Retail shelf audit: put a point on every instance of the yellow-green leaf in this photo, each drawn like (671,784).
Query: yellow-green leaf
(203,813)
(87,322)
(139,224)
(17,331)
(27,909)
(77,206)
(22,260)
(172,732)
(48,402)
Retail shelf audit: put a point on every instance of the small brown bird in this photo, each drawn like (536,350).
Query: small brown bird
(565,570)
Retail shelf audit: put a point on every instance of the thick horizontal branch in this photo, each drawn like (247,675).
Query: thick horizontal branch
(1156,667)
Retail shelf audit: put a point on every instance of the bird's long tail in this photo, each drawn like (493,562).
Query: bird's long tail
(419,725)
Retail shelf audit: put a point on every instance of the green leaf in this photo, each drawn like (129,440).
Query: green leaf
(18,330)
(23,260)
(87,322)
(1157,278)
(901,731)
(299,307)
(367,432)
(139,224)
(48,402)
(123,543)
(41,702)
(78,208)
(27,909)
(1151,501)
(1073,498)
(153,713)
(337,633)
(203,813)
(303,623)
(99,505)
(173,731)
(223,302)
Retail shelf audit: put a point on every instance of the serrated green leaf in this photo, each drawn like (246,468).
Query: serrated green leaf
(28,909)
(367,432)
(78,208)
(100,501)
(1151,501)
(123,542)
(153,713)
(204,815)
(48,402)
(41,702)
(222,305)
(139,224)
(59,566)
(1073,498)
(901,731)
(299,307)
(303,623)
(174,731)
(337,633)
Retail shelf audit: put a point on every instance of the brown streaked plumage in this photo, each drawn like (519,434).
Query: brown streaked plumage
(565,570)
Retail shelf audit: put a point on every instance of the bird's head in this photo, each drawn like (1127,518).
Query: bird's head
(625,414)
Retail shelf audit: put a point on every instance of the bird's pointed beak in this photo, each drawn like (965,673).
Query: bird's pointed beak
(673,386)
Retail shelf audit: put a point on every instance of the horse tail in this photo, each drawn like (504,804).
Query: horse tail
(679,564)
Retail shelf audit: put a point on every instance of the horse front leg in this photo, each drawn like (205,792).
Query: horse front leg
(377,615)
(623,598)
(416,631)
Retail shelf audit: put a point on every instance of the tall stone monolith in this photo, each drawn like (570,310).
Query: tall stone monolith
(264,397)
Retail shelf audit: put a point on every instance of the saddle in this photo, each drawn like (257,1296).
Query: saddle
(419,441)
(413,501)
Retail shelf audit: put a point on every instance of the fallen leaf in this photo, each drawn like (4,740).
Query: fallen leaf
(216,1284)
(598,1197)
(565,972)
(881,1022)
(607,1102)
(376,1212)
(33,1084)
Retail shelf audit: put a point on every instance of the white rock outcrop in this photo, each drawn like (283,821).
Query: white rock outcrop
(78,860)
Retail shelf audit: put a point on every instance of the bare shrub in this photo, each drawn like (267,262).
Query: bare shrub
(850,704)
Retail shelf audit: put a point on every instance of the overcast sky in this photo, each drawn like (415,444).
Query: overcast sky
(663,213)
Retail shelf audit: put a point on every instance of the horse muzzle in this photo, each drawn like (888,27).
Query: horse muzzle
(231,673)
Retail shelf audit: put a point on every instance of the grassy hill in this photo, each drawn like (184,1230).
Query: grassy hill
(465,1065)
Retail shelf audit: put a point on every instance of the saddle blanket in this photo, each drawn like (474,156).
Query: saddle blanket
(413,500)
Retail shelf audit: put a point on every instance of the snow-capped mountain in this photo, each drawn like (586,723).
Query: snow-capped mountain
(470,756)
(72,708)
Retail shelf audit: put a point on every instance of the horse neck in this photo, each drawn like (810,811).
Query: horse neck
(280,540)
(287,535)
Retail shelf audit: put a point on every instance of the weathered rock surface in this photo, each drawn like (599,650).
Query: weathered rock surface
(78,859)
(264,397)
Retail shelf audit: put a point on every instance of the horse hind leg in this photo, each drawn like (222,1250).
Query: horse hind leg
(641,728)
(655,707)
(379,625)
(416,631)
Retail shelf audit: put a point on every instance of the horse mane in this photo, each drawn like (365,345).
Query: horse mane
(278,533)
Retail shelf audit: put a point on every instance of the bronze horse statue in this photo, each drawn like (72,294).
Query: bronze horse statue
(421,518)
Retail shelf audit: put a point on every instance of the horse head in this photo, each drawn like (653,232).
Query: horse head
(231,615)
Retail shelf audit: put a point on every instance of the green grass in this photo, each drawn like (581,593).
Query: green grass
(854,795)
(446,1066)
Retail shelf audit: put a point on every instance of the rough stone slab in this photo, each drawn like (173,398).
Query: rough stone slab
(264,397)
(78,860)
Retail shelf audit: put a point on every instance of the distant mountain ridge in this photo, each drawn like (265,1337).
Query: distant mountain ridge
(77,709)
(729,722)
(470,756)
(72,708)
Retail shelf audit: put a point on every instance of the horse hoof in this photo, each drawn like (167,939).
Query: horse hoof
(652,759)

************

▸ TASK GOAL:
Set all of the entries down again, exactly as they were given.

▸ FINAL RESULT:
Retail shelf audit: put a point on every instance of the yellow-green leaf in this photo, each drawn like (671,784).
Query: yellow-green leaf
(203,813)
(87,322)
(139,224)
(17,331)
(27,909)
(77,206)
(22,260)
(172,732)
(48,402)
Retail shelf audit: put a point on every instance of the small brown bird in this photo, each drawn like (536,350).
Query: small brown bird
(565,570)
Retail shelf audit: put a point on every instance of the thick horizontal branch in this photo, each drawn like (247,675).
Query: thick horizontal branch
(1156,667)
Retail shelf audit: put a point on every instance of the bird's long tail in this photo, each drawn like (493,562).
Query: bird's long tail
(419,725)
Retail shelf audit: put a point on every instance of the green leaf in this photo, each drawn like (129,440).
Query: green leaf
(18,330)
(23,260)
(87,322)
(1157,278)
(901,731)
(299,307)
(367,432)
(139,224)
(48,402)
(123,543)
(41,702)
(78,208)
(27,909)
(1151,501)
(1073,498)
(153,713)
(337,633)
(203,813)
(303,623)
(99,505)
(173,731)
(223,302)
Retail shelf audit: put a point on every instance of the serrated green leaf in this photo, each drawn like (246,468).
Query: serrated green leaf
(28,909)
(367,432)
(78,208)
(100,501)
(1151,501)
(123,542)
(153,713)
(204,815)
(48,402)
(41,702)
(222,305)
(139,224)
(59,566)
(1073,498)
(901,731)
(299,307)
(303,623)
(174,731)
(337,633)
Retail shelf audit: put a point on every instance of the brown streaked plumage in this photo, each drawn like (519,434).
Query: brown streaked plumage
(565,570)
Retail shelf audit: put a point on every instance of the bird's head in this photo, each drawn like (1127,518).
Query: bird's head
(625,414)
Retail shelf audit: put a point on every instance of the bird's pointed beak in this photo, each drawn like (965,673).
Query: bird's pointed beak
(673,386)
Retail shelf audit: put a point on every instance of the horse tail in this photo, each drawn like (504,804).
Query: horse tail
(679,564)
Retail shelf audit: put a point on every instance of the horse front leg in this photo, each drawn like (205,792).
Query: horse front leg
(377,615)
(623,598)
(416,631)
Retail shelf audit: put a point on every instance of the tall stone monolith in this photo, each drawn like (570,310).
Query: tall stone monolith
(264,397)
Retail shelf audit: put a point on every instance of the saddle in this photo, each drawn like (257,1296).
Query: saddle
(419,441)
(413,501)
Retail shelf audit: put a point on every instance of the fallen leaf in this photo, each drawn like (4,740).
Query: fallen leaf
(216,1284)
(598,1197)
(565,972)
(881,1022)
(607,1102)
(376,1212)
(33,1084)
Retail shelf audit: put a point on every instance of the white rock outcrop in this photo, each drawn like (283,821).
Query: white rock outcrop
(78,860)
Retail shelf audit: put a point on every instance of the bare shrub in this photo, each drawn like (267,262).
Query: bare shrub
(850,704)
Retail shelf audit: put a point on every instance of the overcast sky in this photo, each drawn like (415,444).
Query: overcast sky
(663,213)
Retail shelf audit: put a point on every instance of the horse muzzle in this photo, each drawn like (888,27).
Query: horse muzzle
(231,673)
Retail shelf audit: put a point on every instance of the grassy hill in this photo, each drawn like (184,1230).
Query: grassy hill
(465,1065)
Retail shelf audit: put a point on every instance of the saddle blanket in this photo, each drawn like (474,156).
Query: saddle blanket
(413,500)
Retail shelf audit: put a point on every instance of the snow-capped mountain in this photo, each drawn like (586,723).
Query: snow-capped mountain
(470,756)
(72,708)
Retail shelf audit: put a point on every instance of the horse neck in this photo, each drawn like (810,811).
Query: horse neck
(280,540)
(287,535)
Retail shelf audit: put a point on every instance of the weathered rock surface in this photo, each drawn like (599,650).
Query: weathered rock surface
(78,859)
(264,397)
Retail shelf audit: put a point on every instance of the horse hind leg in this photo, each drawn like (222,1250).
Query: horse hind leg
(641,728)
(655,707)
(379,625)
(416,631)
Retail shelf audit: put a point on every instance of the horse mane in this photo, each drawn like (365,345).
Query: horse mane
(278,533)
Retail shelf audit: put a point on every instance of the bronze horse statue in this photo, each drawn like (72,294).
Query: bronze horse statue
(421,518)
Retail shelf audit: put a point on every instance of the horse head in this photo, each drawn like (653,232).
Query: horse head
(231,615)
Retail shelf audit: put a point on every instance of the green grass in this photo, each drawn like (581,593).
Query: green grass
(854,795)
(446,1066)
Retail shelf audit: put a point on every instance of the rough stone slab in this photo, each drawn like (173,398).
Query: rough stone slab
(264,397)
(78,860)
Retail shelf audit: put a point on every instance of the distant mountain ridge in this photo, each drawn like (265,1337).
Query: distant mountain ridge
(77,709)
(729,722)
(470,756)
(72,708)
Retail shelf audit: put a point on every instance of the horse hoof in this photo, each drawn like (167,939).
Query: horse hoof
(652,759)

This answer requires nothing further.